EXERCISE INSTRUCTIONS>
1 > In the article about Junction City's debt limits, who is the city manager?
2 > Write out everything in the Junction City debt article from "He said action" down to "at Fort Riley.".
3 > Write what comes next in the article about Junction City's debt limits, picking up after its last sentence.

DOCUMENT TEXT>
Topeka Junction City officials responsible for pulling the military town away from clutches of bankruptcy are depending on Gov. Sam Brownback to sign a bill delivering a five-year extension of elevated municipal debt limits.
"Mistakes were made and tremendous errors in judgment occurred," city manager Gerry Vernon said. "We have waded through the muck. We have developed a plan."
He said action taken to raise local property and sales taxes, increase city fees, reduce the city payroll and reduce city operating expenditures might not be enough to sidestep financial collapse driven by a flawed effort to capitalize on the U.S. Army troop expansion at Fort Riley.
Sen. Roger Reitz, R-Manhattan, and Rep. James Fawcett, R-Junction City, said the Republican governor should sign into law a bill approved by legislators allowing Junction City officials to operate with unusually high debt limits.
"We have to," Reitz said. "We just have to."
Without modification to debt structure enacted by the state in 2006, Junction City officials would be prohibited from borrowing more than $50,000 for general government purposes now through 2016.
"The city's financial situation, while slowly improving, leaves little room for error," Fawcett said.

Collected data

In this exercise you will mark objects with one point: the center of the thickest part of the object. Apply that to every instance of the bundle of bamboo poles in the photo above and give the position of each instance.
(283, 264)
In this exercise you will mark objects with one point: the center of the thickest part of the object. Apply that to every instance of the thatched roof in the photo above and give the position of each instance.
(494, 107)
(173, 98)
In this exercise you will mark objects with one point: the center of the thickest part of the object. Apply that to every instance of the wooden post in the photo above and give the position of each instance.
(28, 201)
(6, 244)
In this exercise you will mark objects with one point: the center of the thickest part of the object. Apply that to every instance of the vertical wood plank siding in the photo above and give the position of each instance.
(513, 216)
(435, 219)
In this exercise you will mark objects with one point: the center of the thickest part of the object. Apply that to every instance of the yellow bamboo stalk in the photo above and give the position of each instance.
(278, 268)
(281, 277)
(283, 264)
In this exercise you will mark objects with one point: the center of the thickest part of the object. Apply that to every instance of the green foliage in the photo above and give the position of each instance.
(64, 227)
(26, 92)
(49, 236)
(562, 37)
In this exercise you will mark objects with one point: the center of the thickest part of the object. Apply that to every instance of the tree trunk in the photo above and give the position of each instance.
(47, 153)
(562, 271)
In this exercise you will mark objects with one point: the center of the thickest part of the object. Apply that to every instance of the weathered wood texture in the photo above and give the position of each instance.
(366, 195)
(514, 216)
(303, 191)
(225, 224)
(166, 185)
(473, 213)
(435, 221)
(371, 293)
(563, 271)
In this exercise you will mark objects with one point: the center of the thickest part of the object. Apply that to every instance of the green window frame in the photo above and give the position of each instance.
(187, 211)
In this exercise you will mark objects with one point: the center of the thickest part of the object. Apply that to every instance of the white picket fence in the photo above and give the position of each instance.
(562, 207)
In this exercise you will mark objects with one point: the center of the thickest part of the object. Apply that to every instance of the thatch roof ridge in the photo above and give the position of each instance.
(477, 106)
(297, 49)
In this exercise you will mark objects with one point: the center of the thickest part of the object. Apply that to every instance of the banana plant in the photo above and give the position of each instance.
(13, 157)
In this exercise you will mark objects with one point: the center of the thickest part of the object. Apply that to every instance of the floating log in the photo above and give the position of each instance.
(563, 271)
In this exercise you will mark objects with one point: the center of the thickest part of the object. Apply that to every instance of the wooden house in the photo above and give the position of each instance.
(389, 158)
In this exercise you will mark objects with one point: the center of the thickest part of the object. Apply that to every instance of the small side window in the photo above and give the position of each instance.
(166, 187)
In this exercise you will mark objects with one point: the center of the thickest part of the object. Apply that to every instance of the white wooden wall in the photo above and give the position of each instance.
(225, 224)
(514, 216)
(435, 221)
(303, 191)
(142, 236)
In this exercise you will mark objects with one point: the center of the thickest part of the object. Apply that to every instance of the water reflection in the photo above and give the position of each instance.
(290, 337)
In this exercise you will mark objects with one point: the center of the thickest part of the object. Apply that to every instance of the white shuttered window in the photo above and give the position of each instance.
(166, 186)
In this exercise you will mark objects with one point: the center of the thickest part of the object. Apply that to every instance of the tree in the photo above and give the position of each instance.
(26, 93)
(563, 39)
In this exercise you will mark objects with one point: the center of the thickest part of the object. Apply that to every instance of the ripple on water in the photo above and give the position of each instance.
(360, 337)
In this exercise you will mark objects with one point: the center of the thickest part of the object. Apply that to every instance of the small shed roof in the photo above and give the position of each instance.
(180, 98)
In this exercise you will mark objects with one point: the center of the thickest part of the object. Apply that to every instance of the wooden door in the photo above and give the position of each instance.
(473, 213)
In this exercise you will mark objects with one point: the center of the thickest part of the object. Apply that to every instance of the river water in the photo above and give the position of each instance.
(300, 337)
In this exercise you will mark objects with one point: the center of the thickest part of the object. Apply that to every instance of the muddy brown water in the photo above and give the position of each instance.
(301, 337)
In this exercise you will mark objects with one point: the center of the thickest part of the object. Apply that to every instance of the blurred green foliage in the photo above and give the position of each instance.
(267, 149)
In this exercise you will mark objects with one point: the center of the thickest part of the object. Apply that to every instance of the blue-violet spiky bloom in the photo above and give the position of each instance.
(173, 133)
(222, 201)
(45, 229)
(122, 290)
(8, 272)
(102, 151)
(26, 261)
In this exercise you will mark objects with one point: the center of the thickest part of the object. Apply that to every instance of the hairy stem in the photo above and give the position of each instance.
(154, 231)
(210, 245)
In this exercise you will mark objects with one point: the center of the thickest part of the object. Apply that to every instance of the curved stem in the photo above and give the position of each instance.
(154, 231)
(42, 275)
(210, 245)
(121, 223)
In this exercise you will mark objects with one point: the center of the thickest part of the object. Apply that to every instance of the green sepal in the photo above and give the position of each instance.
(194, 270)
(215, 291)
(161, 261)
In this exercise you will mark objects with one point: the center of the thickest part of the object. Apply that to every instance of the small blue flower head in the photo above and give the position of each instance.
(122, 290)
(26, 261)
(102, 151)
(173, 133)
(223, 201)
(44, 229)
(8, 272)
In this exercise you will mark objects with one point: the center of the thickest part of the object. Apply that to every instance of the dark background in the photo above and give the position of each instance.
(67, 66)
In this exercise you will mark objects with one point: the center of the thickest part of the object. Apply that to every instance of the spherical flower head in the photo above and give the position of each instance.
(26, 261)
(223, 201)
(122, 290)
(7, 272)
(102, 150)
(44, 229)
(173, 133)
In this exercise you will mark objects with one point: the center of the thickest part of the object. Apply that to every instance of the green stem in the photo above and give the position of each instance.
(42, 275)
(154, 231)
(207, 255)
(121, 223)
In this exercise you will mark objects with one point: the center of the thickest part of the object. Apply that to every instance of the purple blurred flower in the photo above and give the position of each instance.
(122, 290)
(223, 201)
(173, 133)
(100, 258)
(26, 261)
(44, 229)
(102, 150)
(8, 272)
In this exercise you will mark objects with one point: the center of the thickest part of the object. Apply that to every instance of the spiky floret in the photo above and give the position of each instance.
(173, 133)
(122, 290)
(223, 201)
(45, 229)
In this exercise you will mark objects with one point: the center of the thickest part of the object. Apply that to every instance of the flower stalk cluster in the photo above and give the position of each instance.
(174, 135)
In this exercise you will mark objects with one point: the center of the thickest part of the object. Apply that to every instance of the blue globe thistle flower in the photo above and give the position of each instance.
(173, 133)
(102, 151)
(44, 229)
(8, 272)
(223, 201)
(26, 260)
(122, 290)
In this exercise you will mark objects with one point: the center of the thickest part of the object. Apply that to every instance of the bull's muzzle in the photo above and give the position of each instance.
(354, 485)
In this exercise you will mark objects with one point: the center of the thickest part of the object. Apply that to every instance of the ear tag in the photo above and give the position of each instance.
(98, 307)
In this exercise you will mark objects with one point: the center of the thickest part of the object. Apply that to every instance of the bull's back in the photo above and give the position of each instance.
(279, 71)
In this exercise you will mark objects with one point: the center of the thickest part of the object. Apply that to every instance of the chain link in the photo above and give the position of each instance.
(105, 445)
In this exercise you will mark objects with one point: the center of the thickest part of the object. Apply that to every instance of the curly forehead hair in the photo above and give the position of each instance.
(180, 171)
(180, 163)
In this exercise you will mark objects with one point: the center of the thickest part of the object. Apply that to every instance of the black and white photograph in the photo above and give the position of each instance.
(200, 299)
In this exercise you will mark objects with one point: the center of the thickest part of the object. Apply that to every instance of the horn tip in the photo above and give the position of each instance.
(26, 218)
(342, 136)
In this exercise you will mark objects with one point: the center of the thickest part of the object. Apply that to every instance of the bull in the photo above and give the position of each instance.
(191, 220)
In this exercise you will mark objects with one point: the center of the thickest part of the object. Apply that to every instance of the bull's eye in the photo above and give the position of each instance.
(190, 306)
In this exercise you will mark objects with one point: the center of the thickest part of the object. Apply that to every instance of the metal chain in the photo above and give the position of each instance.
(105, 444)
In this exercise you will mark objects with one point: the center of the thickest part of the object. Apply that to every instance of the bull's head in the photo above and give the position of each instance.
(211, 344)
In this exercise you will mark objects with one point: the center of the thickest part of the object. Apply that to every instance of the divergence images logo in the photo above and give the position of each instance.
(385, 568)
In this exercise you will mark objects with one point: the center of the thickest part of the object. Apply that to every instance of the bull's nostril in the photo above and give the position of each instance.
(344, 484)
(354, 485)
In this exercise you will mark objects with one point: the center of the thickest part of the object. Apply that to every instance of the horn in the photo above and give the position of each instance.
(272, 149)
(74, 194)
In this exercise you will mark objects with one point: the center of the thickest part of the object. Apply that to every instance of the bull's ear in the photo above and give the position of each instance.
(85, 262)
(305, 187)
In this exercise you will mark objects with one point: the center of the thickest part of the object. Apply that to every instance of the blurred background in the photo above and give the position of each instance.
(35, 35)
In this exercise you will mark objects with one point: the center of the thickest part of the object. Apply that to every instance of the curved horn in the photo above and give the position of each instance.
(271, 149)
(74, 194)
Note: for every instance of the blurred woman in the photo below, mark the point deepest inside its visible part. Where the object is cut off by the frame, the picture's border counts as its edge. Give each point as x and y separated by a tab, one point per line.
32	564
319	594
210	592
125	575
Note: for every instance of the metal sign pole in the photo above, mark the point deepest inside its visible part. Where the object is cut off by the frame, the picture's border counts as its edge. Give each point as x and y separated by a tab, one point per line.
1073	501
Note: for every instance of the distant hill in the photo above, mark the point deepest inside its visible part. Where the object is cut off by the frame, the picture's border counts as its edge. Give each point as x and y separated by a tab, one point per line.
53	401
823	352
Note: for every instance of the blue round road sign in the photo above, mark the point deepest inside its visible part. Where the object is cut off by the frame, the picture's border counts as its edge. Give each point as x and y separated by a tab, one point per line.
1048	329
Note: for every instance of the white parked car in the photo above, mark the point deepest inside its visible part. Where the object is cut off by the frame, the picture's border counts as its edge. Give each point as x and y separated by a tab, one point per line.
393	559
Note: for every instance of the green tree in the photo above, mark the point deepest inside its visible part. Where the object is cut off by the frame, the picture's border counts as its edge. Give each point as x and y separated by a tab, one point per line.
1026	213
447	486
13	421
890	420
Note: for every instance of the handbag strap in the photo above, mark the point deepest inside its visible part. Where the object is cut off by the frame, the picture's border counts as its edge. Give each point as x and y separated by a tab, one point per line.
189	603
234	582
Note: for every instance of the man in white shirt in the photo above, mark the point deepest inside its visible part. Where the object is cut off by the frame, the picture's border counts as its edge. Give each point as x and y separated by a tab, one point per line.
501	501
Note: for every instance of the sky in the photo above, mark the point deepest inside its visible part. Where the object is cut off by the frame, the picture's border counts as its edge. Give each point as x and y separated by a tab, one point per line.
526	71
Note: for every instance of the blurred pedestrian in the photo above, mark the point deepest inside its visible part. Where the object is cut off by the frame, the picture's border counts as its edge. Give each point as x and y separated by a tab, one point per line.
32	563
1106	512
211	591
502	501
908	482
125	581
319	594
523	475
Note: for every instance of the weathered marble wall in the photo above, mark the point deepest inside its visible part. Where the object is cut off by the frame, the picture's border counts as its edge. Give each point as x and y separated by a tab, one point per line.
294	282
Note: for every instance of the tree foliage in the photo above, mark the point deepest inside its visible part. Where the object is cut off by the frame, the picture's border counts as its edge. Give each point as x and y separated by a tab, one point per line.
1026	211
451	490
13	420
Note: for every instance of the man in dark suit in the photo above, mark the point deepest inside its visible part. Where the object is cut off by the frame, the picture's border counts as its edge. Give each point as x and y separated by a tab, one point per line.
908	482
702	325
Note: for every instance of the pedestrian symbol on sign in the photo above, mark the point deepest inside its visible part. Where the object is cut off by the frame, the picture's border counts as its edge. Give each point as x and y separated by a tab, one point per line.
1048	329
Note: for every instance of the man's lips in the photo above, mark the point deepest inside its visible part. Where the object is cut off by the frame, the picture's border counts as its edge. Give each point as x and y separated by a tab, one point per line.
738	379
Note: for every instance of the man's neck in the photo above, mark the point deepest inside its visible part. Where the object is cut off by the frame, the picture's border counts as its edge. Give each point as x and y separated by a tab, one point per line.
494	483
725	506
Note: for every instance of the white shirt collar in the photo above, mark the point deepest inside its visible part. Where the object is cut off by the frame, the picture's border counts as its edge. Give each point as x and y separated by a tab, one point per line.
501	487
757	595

ACTIVITY ANSWERS>
1 > Gerry Vernon

2 >
He said action taken to raise local property and sales taxes, increase city fees, reduce the city payroll and reduce city operating expenditures might not be enough to sidestep financial collapse driven by a flawed effort to capitalize on the U.S. Army troop expansion at Fort Riley.

3 >
The bill approved with bipartisan support by the House and Senate would allow the city's debt cap to remain at 37 percent of property valuations into 2016 rather than resetting at 34 percent during 2013. The bill allows the city's debt ceiling to be no higher than 34 percent from 2016 to 2020, rather than dropping to 30 percent in 2016.
At the end of the decade, under changes contained in the bill, the city's limit would revert to the state standard of 30 percent.
"We have burdened Junction City residents and businesses to the maximum," said Vernon, the city manager. "There remain hurdles that must be cleared. Those hurdles are the debt limit thresholds. If they are not lowered, Junction City may stumble, may fall and may not finish."
Missing from this debt-reform conversation are declarations by Junction City leaders dismissing skepticism about accumulation of unprecedented municipal debt in response to the 8,000-soldier surge at the Fort Riley.
While serving as city manager in 2008, Rod Barnes claimed annexation of 1,400 acres into the city and issuance of $133 million in bonds to fast-track commercial and residential development should be celebrated.
Then-Mayor Mike Rhodes objected to criticism by people who doubted the decision to take advantage of state permission to raise the city's debt to 40 percent.
Barnes and Rhodes bet on a build-first strategy to attract thousands of 1st Infantry Division families redeployed to Kansas from Germany.
The city's goal was to foster spin-off economic growth and fuel a surge in tax receipts to finance expansion.
However, the national recession took hold. War raged in Iraq and Afghanistan. Demand from U.S. Army troops for off-base housing didn't fully materialize. Construction fizzled in new subdivisions fitted with water lines, sewers and streets.
Disenchanted residents formed the Junction City Taxpayers Association to sound a debt-crisis alarm. In addition to the city's escalating debt, local taxpayers were absorbing $30 million in bonds for schools and $34 million in bonds for the community hospital.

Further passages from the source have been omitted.